### [What needs to be done]
Swap "blue jeans" for "black jeans" in the material from the line with "Exercise. Annotate the blue" to the line with "x=438, y=256", and return those lines with nothing else changed.

Start of Data lines

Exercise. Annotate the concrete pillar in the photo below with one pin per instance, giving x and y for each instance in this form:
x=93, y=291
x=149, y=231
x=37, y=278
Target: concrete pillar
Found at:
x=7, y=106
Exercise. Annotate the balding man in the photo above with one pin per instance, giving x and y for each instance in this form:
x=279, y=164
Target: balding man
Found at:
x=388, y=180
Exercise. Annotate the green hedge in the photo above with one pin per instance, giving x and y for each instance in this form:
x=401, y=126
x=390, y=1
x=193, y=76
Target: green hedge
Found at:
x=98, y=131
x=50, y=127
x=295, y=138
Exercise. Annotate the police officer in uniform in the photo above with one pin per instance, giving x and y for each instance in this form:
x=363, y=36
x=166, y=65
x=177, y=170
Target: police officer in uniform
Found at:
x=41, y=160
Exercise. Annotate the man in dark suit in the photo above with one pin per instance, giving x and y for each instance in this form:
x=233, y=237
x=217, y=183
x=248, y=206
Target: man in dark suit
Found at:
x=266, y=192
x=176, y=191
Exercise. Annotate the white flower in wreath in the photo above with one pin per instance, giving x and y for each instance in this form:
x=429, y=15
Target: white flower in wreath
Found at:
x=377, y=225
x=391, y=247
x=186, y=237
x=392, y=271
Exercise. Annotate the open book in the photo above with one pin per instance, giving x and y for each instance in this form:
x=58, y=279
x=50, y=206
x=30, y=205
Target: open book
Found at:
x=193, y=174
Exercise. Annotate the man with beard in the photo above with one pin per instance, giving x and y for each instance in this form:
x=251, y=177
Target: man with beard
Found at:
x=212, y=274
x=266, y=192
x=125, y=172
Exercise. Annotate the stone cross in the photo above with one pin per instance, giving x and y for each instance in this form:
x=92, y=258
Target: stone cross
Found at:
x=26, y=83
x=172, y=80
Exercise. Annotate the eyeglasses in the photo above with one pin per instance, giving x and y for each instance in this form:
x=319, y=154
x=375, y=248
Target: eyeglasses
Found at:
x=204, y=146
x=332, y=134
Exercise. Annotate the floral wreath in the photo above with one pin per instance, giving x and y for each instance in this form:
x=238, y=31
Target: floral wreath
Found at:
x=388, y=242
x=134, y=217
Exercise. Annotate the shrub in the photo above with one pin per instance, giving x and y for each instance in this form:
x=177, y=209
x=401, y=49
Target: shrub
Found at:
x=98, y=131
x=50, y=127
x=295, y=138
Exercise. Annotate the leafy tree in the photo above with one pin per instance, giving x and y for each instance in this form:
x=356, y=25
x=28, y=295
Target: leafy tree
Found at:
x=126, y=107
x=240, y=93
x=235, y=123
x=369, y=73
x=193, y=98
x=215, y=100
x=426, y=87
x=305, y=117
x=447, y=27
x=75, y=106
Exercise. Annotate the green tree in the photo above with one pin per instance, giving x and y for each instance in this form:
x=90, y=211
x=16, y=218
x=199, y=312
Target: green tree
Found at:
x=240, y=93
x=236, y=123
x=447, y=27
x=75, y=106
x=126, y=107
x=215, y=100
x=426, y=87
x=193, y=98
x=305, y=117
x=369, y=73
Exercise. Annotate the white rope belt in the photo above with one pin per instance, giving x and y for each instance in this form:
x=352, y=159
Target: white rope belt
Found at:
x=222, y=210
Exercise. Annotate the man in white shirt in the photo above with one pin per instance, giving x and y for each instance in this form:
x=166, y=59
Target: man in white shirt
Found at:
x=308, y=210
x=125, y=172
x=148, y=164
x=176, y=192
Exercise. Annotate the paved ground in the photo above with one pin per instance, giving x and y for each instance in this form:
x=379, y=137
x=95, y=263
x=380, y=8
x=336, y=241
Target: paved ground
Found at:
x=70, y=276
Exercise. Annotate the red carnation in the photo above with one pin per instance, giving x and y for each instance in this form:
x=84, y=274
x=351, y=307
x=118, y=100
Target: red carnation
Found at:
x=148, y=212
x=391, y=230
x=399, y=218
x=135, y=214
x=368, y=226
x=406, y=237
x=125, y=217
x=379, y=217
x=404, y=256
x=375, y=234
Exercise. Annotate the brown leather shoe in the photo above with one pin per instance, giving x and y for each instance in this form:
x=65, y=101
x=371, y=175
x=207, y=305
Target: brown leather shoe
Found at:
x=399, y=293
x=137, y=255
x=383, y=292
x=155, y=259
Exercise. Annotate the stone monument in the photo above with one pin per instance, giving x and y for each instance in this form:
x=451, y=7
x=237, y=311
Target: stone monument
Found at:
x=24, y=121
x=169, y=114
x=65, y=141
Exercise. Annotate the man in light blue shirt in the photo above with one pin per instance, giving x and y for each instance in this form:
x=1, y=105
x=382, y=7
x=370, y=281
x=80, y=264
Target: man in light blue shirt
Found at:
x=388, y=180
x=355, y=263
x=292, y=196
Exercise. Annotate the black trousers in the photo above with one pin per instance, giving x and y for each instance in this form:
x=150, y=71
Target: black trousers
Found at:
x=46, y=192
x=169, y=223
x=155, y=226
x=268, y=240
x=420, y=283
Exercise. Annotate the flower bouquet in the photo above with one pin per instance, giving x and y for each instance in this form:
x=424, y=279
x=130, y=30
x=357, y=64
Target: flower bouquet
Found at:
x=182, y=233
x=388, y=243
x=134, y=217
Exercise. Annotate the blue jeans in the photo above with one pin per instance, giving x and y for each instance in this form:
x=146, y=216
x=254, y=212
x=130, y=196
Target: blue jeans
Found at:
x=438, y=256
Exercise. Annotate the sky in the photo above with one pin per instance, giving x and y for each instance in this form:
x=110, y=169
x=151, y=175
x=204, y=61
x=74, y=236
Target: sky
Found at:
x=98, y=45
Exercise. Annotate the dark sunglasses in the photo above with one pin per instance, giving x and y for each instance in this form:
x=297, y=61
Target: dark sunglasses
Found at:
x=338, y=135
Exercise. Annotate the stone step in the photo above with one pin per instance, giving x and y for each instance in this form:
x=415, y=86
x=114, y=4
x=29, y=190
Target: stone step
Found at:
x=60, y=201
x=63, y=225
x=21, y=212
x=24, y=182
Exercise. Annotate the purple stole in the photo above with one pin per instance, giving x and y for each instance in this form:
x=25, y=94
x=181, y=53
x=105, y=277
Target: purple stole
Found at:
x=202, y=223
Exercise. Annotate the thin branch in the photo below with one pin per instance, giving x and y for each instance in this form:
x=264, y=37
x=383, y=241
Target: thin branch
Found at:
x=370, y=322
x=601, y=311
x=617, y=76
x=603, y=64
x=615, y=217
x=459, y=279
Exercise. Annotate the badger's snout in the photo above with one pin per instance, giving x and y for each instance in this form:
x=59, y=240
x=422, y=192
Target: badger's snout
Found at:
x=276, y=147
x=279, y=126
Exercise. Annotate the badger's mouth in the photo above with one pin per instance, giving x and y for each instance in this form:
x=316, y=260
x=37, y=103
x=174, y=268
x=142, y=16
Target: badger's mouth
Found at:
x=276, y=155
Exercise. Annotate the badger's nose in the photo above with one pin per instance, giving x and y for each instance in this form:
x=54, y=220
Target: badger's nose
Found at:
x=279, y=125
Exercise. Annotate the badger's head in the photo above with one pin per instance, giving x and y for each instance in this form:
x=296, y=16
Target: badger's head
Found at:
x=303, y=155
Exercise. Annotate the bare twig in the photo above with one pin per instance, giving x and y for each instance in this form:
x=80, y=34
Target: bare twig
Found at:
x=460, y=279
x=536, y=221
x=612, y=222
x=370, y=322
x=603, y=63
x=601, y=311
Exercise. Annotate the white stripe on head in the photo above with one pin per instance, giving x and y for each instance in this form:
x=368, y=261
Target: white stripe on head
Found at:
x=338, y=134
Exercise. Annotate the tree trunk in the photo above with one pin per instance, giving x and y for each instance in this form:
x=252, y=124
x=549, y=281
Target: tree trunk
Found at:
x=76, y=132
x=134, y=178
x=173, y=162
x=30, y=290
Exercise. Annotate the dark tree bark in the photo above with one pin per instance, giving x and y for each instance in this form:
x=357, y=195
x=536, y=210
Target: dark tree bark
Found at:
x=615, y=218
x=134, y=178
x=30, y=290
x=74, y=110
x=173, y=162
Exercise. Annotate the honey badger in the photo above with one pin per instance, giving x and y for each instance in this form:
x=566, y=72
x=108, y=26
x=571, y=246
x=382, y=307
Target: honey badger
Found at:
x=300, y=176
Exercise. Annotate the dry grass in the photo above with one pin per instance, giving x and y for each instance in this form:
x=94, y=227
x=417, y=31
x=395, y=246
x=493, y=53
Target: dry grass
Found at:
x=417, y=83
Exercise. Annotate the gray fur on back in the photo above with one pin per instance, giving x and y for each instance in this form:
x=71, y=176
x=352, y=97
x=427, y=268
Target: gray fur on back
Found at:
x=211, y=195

End of Data lines

### [Response for this exercise]
Exercise. Annotate the black jeans in the photo above with one pin per instance, giving x and y for each instance in this form:
x=146, y=216
x=254, y=212
x=130, y=196
Target: black jeans
Found at:
x=438, y=256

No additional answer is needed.